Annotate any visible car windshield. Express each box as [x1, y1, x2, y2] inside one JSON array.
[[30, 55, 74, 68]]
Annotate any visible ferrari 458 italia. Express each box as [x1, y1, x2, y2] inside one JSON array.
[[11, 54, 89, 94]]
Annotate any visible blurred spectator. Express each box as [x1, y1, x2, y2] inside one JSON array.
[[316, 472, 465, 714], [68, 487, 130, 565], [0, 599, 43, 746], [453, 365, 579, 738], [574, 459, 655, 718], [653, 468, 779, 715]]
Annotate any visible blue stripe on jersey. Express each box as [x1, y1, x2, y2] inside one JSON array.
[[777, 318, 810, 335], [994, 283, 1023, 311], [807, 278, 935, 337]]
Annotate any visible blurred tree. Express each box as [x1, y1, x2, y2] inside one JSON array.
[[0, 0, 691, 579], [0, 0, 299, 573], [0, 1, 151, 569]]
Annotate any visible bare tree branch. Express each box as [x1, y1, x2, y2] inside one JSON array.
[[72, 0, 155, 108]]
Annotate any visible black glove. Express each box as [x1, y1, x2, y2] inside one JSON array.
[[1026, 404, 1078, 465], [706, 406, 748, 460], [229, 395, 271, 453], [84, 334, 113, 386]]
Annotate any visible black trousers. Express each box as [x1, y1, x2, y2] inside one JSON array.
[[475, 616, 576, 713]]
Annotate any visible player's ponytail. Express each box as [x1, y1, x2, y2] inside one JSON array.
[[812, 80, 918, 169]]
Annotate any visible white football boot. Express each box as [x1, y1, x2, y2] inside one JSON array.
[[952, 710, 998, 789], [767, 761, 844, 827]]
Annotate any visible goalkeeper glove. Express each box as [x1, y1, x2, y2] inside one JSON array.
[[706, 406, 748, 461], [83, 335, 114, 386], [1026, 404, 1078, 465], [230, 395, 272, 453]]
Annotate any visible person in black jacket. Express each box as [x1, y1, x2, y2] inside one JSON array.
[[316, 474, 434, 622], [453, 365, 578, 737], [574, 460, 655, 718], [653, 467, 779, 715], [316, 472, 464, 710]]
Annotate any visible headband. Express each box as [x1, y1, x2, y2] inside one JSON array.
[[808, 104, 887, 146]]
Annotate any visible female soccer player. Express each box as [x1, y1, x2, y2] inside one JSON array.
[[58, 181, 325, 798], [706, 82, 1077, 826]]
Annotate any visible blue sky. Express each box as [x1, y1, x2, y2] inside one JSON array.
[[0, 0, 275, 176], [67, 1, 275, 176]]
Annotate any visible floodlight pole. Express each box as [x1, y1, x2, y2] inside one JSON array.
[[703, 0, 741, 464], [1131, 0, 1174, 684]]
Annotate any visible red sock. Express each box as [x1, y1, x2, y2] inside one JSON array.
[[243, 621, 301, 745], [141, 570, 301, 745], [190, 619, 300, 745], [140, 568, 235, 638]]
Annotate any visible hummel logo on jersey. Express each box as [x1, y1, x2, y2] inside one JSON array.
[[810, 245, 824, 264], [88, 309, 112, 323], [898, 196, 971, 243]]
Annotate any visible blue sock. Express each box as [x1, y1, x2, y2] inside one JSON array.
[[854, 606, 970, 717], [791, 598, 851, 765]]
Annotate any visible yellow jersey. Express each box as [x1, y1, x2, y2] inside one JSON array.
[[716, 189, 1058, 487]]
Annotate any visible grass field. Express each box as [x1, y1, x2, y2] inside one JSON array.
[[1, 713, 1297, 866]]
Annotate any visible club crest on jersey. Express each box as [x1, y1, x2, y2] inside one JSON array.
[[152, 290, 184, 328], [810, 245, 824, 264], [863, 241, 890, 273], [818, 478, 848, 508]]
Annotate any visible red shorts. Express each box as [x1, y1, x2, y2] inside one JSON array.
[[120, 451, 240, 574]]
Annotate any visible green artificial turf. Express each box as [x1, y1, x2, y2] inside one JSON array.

* * *

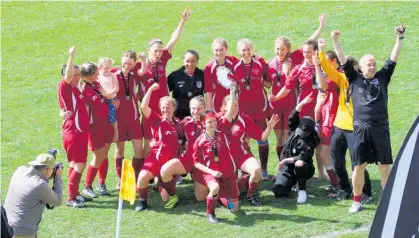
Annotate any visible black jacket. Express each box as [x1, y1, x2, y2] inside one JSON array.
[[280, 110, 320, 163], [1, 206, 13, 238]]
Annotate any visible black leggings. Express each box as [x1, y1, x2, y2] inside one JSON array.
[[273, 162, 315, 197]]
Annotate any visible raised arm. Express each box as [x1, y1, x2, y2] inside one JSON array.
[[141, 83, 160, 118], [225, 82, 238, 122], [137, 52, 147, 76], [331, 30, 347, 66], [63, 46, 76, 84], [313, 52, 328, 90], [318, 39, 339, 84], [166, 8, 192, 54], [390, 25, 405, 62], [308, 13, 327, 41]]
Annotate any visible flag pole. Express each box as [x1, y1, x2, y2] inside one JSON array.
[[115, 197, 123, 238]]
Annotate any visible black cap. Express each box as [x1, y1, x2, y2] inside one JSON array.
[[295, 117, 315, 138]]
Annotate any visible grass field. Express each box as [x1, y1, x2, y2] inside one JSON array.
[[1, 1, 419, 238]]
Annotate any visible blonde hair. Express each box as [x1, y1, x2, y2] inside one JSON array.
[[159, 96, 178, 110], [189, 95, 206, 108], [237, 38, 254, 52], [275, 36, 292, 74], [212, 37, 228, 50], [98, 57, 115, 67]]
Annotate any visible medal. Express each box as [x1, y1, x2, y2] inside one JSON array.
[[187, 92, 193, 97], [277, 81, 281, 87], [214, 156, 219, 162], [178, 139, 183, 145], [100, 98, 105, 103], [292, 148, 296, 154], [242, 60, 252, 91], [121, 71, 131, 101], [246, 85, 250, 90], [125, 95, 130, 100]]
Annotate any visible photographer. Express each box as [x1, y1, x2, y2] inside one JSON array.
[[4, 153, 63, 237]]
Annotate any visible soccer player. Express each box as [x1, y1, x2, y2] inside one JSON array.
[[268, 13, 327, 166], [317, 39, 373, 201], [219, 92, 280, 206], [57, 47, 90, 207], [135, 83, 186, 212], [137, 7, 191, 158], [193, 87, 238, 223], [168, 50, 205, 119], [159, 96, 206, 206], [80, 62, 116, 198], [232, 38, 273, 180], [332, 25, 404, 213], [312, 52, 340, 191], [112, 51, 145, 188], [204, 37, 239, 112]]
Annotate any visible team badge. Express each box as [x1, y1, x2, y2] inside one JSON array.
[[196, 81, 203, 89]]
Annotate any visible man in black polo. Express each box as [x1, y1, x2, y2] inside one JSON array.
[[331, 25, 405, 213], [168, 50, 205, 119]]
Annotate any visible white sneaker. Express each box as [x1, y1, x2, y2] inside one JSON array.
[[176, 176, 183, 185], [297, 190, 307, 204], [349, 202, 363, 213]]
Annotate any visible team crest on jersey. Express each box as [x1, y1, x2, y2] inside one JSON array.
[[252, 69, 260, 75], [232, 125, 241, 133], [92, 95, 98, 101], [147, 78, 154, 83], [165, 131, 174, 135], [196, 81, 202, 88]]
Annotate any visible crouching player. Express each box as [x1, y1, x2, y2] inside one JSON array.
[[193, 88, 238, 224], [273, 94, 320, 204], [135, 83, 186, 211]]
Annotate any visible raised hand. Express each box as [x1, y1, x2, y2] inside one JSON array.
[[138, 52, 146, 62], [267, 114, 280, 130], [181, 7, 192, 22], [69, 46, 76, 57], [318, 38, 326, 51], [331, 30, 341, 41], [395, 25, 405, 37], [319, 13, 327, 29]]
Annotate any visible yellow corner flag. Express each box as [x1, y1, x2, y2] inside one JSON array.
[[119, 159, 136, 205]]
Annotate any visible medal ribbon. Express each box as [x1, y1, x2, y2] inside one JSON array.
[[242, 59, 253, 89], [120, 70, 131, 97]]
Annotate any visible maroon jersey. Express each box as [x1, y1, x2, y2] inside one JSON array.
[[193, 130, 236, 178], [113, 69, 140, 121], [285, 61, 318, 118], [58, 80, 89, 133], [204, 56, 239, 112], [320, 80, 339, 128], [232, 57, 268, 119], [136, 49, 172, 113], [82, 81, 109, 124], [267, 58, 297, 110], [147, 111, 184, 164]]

*ABOUT THIS EXERCISE*
Output the lines of the records above exactly as they appear, from the line containing "Annotate any visible club" through the line containing "Annotate any visible green".

*YOUR RESPONSE*
Annotate any visible club crest on jersey. Express each box as [x1, y1, x2, y2] inside one JSON array.
[[152, 290, 184, 328], [810, 245, 824, 264], [863, 241, 890, 273], [818, 478, 848, 508]]
Annotate any visible red shorts. Express each box as [x1, y1, x2, y2] inside one JSON array.
[[120, 451, 240, 574]]
Annotate any visible green artificial turf. Express each box as [x1, y1, x2, y2] inside one JSON array.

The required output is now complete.